(Region labeling records)
★ ★ ★ ★ ★ ★ ★

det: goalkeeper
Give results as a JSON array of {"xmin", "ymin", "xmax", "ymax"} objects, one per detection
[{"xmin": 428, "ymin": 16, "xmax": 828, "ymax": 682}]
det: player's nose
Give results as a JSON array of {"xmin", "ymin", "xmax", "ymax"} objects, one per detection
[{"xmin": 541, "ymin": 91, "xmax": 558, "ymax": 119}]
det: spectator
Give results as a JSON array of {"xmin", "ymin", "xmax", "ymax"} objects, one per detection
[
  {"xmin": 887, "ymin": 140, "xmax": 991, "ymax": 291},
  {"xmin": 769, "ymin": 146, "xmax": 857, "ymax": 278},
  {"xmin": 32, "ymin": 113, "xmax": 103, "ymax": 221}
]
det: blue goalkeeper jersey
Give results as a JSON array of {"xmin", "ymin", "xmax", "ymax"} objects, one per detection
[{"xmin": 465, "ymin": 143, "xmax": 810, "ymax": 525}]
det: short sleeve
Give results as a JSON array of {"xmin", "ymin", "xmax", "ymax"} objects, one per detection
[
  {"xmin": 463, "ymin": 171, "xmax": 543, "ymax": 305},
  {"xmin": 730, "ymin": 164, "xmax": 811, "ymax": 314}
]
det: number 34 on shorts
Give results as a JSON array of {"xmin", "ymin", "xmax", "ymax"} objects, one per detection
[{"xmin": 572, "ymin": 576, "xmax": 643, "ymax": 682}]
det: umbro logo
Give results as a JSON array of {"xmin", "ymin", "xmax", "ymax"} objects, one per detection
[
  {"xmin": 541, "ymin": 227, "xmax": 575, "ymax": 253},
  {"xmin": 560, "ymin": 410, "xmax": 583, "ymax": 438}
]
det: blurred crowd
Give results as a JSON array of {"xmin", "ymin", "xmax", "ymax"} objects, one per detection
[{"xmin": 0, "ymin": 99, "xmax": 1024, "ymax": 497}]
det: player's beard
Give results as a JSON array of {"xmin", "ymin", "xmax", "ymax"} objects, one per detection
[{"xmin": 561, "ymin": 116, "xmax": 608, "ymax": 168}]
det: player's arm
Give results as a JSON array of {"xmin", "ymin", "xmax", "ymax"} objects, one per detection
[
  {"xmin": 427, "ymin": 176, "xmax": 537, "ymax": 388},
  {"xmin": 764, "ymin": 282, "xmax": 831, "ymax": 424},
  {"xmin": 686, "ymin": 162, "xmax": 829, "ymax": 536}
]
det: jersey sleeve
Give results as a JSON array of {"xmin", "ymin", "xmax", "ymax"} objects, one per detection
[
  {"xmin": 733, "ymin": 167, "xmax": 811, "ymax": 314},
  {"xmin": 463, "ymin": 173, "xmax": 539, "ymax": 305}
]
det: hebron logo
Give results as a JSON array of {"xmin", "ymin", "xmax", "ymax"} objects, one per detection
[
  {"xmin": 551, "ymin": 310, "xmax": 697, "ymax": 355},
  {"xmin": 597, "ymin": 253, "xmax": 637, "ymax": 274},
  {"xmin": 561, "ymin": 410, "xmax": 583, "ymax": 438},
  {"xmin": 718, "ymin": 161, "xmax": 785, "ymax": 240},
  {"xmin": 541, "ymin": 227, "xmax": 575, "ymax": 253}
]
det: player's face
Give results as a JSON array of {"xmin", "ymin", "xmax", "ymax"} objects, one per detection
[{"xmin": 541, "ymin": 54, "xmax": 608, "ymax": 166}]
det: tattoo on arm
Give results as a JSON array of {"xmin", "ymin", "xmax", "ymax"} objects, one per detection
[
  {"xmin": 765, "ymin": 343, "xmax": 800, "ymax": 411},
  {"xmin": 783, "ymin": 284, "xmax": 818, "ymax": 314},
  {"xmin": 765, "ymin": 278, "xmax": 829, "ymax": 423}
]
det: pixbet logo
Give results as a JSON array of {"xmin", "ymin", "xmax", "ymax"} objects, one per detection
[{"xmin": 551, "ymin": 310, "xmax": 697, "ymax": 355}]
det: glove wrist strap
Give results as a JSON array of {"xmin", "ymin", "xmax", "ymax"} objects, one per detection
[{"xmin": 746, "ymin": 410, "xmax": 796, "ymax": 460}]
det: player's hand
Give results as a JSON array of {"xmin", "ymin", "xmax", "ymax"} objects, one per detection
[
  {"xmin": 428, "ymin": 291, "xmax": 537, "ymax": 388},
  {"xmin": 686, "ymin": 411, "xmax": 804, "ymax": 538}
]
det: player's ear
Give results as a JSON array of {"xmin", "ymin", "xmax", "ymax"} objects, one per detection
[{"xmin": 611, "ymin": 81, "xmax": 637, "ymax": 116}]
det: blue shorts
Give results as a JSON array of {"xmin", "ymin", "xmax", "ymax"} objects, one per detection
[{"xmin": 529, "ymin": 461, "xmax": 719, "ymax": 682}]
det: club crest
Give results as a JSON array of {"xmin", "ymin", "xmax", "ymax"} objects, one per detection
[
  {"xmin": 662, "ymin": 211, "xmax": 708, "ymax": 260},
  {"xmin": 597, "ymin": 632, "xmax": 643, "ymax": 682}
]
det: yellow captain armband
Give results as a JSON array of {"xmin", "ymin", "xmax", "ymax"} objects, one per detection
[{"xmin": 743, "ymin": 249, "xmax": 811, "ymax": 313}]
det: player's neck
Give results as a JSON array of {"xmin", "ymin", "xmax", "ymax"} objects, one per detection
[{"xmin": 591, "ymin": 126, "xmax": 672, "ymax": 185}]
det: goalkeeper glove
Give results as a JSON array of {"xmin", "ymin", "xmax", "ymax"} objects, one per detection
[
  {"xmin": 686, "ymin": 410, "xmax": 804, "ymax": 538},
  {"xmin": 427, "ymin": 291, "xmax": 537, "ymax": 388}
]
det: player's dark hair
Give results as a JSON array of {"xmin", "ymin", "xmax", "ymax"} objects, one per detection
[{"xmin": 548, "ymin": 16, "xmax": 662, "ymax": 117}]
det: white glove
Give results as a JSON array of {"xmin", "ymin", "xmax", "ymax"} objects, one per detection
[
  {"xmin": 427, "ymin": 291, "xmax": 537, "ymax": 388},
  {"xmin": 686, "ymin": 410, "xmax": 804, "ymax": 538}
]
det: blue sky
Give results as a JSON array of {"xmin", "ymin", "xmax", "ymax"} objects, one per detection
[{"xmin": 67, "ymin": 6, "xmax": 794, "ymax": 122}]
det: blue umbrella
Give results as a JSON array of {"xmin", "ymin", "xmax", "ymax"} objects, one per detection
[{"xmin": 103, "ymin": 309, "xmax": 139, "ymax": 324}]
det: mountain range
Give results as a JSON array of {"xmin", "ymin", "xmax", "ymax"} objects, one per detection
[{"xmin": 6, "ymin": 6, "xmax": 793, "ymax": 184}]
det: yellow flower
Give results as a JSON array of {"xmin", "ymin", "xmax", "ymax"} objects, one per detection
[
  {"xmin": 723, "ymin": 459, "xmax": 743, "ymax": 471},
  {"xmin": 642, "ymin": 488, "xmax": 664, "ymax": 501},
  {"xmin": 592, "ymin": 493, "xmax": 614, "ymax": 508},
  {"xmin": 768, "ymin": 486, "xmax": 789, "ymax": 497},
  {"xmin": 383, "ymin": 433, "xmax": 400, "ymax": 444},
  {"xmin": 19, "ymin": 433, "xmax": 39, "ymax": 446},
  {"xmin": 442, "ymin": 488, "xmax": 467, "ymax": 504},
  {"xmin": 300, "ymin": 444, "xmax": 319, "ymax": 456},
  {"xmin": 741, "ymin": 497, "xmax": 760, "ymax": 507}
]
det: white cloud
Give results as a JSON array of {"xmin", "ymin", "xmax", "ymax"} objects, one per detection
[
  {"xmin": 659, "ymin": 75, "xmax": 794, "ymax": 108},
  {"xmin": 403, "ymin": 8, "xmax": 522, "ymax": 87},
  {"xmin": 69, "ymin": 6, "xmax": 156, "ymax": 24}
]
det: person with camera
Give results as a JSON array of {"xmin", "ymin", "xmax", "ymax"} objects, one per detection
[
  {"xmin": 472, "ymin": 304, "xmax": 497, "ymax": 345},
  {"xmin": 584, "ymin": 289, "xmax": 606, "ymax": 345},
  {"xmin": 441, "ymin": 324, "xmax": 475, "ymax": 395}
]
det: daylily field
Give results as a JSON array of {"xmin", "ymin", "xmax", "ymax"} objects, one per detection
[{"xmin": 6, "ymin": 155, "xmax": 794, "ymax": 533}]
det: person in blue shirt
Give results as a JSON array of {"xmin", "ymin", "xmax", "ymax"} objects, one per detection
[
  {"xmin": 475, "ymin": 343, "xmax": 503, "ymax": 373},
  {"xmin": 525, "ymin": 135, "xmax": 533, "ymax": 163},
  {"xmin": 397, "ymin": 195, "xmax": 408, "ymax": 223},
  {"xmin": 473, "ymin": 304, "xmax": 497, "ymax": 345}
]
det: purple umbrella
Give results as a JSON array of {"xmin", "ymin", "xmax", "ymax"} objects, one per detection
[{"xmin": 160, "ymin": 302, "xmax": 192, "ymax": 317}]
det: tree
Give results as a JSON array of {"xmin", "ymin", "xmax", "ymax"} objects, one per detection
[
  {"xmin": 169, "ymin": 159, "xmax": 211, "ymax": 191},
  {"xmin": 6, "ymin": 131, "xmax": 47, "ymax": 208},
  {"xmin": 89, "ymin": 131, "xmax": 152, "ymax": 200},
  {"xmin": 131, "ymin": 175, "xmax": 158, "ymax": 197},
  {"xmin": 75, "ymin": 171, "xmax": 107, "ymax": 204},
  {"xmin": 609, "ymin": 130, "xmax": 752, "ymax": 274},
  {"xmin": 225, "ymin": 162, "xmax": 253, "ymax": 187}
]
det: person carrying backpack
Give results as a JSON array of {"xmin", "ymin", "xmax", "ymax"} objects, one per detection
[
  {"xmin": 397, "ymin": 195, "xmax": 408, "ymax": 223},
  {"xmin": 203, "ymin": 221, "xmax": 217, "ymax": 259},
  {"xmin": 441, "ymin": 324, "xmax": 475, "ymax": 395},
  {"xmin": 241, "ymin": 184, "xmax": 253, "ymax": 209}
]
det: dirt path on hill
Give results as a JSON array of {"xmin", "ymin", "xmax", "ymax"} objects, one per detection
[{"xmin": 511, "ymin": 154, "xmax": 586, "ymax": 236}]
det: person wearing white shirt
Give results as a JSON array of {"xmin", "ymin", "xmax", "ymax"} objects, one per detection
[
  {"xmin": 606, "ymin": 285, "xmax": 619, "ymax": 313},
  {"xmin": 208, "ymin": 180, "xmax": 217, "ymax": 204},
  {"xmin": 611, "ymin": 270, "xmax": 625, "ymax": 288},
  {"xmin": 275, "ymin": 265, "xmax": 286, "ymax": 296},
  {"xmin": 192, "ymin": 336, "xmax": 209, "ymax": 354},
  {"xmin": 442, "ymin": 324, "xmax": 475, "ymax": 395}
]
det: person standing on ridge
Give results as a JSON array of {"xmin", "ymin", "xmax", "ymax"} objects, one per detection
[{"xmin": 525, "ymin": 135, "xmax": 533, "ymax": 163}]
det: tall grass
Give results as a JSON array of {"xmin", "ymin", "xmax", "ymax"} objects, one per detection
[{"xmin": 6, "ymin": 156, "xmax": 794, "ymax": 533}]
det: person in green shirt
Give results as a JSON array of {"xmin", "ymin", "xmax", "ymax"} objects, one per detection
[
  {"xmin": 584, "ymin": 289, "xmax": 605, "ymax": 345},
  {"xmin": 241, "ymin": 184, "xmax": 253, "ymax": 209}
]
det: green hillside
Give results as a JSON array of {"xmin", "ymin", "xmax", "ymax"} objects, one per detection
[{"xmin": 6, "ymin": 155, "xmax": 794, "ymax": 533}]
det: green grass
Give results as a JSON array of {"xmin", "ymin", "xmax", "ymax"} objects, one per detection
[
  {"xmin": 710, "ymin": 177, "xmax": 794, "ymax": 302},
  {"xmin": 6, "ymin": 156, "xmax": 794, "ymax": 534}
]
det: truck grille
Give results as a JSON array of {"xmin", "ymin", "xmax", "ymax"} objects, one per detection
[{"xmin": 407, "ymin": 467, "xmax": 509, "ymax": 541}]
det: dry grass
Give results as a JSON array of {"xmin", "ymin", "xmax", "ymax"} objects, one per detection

★ ★ ★ ★ ★ ★ ★

Written instruction: Rescale the listing from the line containing "det: truck grille" through the last line of the listing, both ends included. Reproduce every line in that range, requests included, and multiply each bounding-box coordinate in the answers by 1.6, rounding to the nearest whole number with halves rounded up.

Response:
det: truck grille
Give results as a JSON array of {"xmin", "ymin", "xmax", "ymax"} objects, one per detection
[{"xmin": 651, "ymin": 747, "xmax": 814, "ymax": 866}]
det: dry grass
Give results as a JSON array of {"xmin", "ymin", "xmax", "ymax"} objects, one per detection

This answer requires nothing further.